→ **Task to carry out**: Lines before the one containing "# point at: white riding" are excluded; reproduce that line and all lines after it in the entries below, exactly.

→ **Region pointing data**:
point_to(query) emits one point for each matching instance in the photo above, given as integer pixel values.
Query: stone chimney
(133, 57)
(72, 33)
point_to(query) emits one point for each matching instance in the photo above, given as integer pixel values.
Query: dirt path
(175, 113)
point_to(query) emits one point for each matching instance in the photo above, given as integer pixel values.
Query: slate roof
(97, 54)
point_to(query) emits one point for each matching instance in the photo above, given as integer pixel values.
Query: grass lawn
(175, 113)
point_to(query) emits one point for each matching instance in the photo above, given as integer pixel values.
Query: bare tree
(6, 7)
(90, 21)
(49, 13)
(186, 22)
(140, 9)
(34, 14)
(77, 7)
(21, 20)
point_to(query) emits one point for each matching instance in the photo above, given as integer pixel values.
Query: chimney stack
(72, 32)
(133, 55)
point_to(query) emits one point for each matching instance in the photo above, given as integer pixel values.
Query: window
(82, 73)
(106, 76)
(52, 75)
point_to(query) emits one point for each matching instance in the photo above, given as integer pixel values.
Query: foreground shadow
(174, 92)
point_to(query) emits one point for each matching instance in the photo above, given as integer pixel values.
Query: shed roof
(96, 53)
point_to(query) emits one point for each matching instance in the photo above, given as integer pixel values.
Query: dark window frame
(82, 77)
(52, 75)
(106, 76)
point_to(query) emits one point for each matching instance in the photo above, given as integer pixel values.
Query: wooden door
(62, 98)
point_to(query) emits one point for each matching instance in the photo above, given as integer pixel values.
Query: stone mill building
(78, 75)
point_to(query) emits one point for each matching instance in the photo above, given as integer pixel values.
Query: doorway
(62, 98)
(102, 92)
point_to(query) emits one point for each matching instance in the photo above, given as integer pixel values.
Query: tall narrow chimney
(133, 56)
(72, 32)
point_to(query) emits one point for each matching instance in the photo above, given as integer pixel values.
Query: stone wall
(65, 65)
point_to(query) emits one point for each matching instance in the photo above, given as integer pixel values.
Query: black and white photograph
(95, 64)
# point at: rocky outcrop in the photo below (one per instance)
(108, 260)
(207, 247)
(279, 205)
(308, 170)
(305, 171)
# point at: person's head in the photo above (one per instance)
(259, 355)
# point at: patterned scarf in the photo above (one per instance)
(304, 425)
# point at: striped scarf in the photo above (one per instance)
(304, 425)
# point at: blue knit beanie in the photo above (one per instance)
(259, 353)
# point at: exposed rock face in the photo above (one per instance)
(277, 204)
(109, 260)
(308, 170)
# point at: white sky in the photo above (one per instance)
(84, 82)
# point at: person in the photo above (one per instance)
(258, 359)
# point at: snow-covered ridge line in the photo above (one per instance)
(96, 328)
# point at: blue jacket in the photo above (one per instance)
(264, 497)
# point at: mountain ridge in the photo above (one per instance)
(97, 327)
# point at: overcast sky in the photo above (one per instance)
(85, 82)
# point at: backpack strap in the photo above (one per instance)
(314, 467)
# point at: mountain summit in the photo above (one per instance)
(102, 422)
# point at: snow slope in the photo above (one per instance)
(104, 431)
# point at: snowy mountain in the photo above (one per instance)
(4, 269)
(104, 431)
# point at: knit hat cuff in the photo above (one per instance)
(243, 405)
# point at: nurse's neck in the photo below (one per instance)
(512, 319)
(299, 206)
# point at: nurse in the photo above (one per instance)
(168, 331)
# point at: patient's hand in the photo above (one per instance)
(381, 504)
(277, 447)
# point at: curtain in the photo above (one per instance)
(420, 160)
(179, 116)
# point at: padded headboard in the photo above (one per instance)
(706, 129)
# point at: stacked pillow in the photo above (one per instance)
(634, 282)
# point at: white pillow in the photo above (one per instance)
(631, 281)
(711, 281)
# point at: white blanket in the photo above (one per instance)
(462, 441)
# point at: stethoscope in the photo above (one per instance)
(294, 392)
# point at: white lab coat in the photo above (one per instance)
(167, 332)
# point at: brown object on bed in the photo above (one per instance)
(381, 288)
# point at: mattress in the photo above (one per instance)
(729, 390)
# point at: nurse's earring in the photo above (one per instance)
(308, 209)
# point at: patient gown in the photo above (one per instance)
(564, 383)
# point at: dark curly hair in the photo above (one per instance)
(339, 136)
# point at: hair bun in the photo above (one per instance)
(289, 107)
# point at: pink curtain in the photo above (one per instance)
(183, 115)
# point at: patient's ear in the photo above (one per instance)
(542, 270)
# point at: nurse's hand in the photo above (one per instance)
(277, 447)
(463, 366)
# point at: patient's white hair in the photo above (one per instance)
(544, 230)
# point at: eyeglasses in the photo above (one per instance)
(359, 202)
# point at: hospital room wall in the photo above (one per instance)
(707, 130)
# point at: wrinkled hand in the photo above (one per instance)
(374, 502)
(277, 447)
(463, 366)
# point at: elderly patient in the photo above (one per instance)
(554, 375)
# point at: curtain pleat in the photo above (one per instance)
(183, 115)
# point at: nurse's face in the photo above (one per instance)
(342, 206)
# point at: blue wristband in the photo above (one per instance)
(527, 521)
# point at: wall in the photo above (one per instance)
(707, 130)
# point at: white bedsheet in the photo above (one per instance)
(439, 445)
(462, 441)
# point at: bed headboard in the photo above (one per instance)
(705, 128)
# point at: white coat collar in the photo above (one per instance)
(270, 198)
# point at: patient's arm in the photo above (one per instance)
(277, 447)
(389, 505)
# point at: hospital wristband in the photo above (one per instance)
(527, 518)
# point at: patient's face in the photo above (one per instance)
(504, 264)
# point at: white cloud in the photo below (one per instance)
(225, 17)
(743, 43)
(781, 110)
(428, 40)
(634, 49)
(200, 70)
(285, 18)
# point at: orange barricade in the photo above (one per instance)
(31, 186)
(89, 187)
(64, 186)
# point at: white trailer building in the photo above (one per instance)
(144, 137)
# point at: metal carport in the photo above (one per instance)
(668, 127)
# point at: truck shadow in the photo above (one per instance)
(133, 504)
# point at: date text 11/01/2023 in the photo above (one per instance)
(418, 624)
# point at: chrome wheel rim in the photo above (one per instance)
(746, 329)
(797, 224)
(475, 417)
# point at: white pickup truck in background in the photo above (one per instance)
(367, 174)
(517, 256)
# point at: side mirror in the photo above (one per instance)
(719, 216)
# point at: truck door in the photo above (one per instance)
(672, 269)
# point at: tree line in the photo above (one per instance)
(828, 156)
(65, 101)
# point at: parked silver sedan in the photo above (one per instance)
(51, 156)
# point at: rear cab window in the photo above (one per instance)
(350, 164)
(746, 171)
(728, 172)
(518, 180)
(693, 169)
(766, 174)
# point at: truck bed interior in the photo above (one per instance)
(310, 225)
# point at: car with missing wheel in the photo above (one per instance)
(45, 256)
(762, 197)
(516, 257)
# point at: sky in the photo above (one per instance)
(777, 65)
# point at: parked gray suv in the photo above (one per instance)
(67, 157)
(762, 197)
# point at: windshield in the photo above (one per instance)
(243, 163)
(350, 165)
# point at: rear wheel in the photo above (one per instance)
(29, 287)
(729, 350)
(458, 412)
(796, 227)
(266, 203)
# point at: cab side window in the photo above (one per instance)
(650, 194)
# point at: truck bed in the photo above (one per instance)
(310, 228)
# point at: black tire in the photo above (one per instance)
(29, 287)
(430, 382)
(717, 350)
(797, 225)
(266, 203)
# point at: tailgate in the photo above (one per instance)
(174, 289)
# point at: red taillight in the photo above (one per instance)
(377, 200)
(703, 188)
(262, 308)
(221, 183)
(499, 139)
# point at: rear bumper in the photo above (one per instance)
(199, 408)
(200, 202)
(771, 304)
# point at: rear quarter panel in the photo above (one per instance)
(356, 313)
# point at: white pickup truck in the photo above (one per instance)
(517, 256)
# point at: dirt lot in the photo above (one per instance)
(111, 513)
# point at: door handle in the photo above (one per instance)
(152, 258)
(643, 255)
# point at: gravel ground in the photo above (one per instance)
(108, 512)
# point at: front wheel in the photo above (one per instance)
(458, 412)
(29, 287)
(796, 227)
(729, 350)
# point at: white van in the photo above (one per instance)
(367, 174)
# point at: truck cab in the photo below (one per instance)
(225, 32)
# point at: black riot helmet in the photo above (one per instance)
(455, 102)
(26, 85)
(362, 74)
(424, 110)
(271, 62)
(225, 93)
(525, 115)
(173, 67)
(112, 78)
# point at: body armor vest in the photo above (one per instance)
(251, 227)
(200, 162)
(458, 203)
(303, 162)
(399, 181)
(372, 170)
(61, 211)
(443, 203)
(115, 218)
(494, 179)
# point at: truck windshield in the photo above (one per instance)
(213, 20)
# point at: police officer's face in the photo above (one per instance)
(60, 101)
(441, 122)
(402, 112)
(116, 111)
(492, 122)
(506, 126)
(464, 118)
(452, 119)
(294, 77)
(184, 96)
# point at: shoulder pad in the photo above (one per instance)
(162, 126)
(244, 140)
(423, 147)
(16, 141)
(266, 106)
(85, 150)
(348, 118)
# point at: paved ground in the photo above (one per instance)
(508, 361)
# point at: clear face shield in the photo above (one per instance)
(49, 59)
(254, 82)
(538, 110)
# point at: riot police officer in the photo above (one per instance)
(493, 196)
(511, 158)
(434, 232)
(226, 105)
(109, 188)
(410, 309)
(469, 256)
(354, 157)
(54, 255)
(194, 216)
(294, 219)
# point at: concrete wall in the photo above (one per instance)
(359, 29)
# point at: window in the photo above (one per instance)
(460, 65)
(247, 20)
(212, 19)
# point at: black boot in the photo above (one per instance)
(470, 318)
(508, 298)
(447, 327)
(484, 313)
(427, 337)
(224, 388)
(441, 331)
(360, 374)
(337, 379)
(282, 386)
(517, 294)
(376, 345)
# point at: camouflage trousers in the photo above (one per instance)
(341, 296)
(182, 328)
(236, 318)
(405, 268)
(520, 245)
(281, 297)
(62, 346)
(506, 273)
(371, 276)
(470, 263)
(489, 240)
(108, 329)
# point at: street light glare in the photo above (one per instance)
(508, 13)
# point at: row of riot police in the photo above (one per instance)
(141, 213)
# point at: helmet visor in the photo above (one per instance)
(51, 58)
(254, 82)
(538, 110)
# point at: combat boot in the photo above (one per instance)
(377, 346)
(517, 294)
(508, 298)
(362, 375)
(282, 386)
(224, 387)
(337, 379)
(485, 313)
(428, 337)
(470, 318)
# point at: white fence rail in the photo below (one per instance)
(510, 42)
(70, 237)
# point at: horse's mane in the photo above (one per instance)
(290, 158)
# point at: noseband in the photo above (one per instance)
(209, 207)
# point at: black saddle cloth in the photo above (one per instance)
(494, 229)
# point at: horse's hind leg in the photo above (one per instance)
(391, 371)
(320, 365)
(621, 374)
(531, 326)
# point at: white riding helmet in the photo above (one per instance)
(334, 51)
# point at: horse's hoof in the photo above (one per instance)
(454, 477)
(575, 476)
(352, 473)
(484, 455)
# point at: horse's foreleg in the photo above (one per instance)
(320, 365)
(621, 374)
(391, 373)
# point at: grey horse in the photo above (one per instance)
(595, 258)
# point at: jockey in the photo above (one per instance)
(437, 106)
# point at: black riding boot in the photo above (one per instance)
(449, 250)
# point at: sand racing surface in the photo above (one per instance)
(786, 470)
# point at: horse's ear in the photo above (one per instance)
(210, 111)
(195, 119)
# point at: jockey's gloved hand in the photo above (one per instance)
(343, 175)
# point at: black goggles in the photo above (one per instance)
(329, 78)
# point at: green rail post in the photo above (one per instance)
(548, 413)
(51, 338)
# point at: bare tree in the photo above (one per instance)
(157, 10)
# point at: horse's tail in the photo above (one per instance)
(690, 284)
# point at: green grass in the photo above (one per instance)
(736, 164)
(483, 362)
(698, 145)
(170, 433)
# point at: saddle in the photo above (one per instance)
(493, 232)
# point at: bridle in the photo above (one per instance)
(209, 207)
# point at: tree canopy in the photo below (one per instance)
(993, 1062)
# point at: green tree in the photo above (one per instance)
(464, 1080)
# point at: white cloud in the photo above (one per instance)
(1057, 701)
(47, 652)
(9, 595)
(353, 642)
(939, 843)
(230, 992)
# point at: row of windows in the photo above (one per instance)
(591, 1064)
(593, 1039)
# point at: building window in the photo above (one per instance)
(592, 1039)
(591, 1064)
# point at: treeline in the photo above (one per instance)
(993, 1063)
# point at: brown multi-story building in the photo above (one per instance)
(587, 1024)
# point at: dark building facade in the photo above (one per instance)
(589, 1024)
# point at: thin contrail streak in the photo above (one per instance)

→ **Response to this task**:
# point at: white riding helmet in the photo above (one per instance)
(334, 51)
# point at: horse's hoof in the photo above (one per instance)
(454, 477)
(575, 476)
(352, 473)
(484, 455)
# point at: horse's foreleg in the photo above (one per instance)
(320, 365)
(621, 374)
(391, 373)
# point at: grey horse in the photo above (one per instance)
(595, 258)
# point at: jockey in the photo above (one per instance)
(437, 106)
# point at: black riding boot in the photo above (one per instance)
(449, 250)
# point at: sand racing surface in the photo above (one per instance)
(786, 470)
# point at: horse's ear in the photo above (one per instance)
(210, 111)
(195, 119)
# point at: jockey's gloved hand in the photo above (one per instance)
(343, 175)
# point at: black goggles in the photo above (one per instance)
(329, 78)
# point at: green rail post in the photo above (one per instance)
(548, 413)
(51, 338)
# point at: bare tree in the photo above (one per instance)
(157, 10)
# point at: horse's tail in the photo above (one per instance)
(690, 284)
# point at: green grass in the photo above (one per instance)
(736, 164)
(483, 362)
(698, 145)
(170, 433)
# point at: saddle in the photo above (one per instance)
(493, 232)
# point at: bridle in the photo above (one per instance)
(209, 207)
# point at: tree canopy in the photo below (one per instance)
(993, 1062)
# point at: green tree in the photo above (one per instance)
(464, 1080)
# point at: white cloud in the photo above (one per instance)
(1057, 701)
(47, 652)
(9, 595)
(353, 642)
(939, 843)
(230, 992)
# point at: row of windows in the photo above (one per instance)
(591, 1064)
(593, 1039)
# point at: building window in the photo above (one per instance)
(592, 1039)
(591, 1064)
# point at: treeline in the photo above (one per instance)
(993, 1063)
# point at: brown multi-story building in the photo above (one per instance)
(587, 1024)
# point at: dark building facade in the photo above (one per instance)
(589, 1024)
# point at: thin contrail streak in the photo above (one per instance)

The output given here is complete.